=== Exercise goal ===
Count every line in the following entries that holds the word "flush". Only the number should be given.

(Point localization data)

+-------+

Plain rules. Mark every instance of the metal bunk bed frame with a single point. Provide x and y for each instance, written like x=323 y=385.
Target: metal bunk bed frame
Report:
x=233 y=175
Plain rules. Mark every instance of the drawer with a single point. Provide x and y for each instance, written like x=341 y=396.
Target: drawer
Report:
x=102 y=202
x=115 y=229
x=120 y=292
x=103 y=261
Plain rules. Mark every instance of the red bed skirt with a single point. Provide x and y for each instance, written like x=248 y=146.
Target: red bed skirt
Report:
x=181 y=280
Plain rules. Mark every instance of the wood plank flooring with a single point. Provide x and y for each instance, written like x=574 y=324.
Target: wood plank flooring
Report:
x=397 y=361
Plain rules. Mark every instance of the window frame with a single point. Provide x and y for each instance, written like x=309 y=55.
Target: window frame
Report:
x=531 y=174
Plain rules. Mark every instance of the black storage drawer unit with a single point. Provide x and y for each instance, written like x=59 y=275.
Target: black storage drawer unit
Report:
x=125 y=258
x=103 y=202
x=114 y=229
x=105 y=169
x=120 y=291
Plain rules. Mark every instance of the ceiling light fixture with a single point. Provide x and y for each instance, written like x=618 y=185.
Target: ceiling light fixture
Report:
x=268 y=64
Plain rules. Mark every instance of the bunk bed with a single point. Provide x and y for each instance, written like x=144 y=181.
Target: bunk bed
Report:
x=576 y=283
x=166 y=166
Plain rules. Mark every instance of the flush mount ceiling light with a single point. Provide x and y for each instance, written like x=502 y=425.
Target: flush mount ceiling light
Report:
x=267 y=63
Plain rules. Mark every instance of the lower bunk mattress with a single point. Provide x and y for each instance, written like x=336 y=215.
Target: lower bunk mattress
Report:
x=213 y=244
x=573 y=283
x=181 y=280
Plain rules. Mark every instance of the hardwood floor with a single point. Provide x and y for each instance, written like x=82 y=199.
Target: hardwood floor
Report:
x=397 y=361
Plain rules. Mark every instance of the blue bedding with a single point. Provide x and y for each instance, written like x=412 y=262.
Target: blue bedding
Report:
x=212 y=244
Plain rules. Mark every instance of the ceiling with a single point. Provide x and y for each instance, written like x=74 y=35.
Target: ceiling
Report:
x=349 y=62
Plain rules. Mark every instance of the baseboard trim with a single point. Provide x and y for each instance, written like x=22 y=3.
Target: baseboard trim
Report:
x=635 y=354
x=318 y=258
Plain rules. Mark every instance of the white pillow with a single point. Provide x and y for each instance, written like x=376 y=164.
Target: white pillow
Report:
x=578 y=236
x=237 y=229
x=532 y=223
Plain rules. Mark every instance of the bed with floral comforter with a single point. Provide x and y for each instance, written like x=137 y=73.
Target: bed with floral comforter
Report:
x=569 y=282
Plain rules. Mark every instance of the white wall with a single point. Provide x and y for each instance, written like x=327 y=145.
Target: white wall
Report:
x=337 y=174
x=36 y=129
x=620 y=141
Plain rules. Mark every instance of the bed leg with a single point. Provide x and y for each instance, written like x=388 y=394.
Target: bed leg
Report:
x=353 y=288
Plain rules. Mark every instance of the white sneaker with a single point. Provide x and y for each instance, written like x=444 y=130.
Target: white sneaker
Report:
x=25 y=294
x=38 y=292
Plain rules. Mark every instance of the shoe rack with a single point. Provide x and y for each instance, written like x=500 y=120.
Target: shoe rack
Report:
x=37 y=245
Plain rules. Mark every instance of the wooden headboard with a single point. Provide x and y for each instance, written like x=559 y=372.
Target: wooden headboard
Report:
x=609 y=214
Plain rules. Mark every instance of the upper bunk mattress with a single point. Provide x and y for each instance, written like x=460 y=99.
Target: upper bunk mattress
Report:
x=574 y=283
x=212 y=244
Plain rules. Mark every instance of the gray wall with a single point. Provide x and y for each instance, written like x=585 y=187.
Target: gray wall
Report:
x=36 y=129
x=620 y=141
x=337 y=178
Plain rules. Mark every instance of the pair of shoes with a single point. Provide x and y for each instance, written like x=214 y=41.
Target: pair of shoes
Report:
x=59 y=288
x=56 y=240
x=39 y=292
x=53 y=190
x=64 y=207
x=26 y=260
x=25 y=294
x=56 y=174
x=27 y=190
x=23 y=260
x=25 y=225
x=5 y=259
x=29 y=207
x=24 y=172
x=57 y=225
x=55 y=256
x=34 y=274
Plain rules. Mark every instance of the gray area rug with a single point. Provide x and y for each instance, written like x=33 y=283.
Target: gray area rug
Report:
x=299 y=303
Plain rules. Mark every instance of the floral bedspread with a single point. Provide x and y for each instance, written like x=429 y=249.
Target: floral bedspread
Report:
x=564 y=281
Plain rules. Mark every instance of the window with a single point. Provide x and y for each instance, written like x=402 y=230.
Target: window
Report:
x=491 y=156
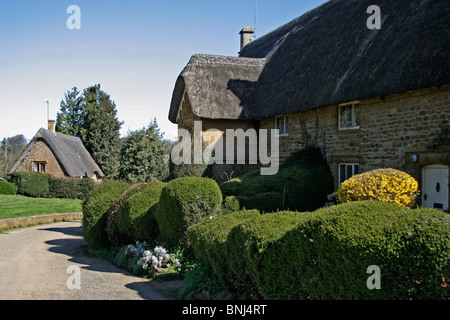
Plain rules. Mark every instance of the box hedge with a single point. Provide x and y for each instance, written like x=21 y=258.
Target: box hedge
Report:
x=302 y=183
x=136 y=217
x=95 y=208
x=325 y=254
x=208 y=239
x=184 y=202
x=8 y=188
x=68 y=188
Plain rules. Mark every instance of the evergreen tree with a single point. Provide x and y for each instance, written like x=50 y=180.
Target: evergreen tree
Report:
x=142 y=155
x=10 y=149
x=100 y=129
x=71 y=116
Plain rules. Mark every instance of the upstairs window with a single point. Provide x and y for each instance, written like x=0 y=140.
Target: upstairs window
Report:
x=282 y=124
x=349 y=116
x=347 y=170
x=38 y=166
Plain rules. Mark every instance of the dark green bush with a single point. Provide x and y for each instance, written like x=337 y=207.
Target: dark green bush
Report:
x=208 y=239
x=8 y=188
x=302 y=183
x=230 y=204
x=117 y=238
x=70 y=188
x=31 y=184
x=136 y=218
x=184 y=202
x=95 y=208
x=247 y=242
x=264 y=202
x=326 y=255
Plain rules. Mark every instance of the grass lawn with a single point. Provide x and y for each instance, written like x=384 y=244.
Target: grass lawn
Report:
x=20 y=206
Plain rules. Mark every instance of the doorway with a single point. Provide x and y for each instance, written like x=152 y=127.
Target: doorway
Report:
x=435 y=190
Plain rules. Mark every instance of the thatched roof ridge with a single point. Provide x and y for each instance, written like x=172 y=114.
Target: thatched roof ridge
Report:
x=218 y=87
x=70 y=152
x=329 y=56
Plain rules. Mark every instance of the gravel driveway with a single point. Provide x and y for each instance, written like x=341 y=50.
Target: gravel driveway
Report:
x=34 y=264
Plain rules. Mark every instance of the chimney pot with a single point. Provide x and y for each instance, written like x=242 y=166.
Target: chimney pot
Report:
x=246 y=36
x=51 y=126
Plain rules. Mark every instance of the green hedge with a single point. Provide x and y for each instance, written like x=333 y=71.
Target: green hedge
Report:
x=31 y=184
x=136 y=218
x=331 y=252
x=40 y=185
x=208 y=239
x=95 y=208
x=70 y=188
x=8 y=188
x=184 y=202
x=325 y=254
x=302 y=183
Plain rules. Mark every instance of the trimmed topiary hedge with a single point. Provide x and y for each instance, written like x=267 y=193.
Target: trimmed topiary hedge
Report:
x=302 y=183
x=326 y=254
x=136 y=218
x=67 y=188
x=208 y=239
x=8 y=188
x=95 y=208
x=330 y=253
x=41 y=185
x=184 y=202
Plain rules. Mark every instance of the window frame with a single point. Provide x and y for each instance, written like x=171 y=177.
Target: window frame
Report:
x=353 y=164
x=352 y=104
x=285 y=125
x=39 y=166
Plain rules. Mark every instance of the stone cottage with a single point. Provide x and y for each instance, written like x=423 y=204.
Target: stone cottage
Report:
x=370 y=98
x=57 y=154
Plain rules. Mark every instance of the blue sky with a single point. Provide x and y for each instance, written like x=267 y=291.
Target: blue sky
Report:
x=135 y=49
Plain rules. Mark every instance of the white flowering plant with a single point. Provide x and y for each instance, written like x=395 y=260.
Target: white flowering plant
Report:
x=141 y=259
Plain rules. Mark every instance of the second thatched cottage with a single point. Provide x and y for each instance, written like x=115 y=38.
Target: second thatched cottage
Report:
x=57 y=154
x=370 y=98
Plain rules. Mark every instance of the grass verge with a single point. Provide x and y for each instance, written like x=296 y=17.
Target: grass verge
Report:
x=20 y=206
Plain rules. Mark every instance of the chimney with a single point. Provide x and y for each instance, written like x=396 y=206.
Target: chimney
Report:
x=246 y=36
x=51 y=126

+-------+

=== Response to the task ===
2